[Task goal]: Please report how many lines in the following material hold the string "once", giving only the number.

[Records for the task]:
┄┄┄┄┄┄
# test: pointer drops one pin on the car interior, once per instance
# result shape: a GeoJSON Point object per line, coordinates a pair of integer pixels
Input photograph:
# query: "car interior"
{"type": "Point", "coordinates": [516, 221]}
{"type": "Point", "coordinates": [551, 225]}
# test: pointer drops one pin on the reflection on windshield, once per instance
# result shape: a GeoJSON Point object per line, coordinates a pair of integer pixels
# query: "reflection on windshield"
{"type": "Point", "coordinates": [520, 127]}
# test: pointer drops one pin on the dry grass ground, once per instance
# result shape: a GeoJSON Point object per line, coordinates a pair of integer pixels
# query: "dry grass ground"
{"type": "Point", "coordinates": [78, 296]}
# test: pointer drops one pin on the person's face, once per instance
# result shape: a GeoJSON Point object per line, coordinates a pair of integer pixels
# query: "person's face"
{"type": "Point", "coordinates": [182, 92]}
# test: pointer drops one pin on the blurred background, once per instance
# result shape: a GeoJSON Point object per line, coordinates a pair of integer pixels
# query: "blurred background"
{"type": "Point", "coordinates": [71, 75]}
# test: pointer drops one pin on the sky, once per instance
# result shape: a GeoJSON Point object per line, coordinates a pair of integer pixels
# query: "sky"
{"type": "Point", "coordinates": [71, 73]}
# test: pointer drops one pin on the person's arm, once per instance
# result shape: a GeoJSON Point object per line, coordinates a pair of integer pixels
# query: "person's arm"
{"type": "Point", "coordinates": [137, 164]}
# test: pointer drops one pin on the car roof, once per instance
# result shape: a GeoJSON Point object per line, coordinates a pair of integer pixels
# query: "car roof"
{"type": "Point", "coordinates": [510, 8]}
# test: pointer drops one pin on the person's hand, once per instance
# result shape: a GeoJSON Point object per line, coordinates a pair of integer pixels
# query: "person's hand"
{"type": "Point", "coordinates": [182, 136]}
┄┄┄┄┄┄
[Answer to this problem]: 9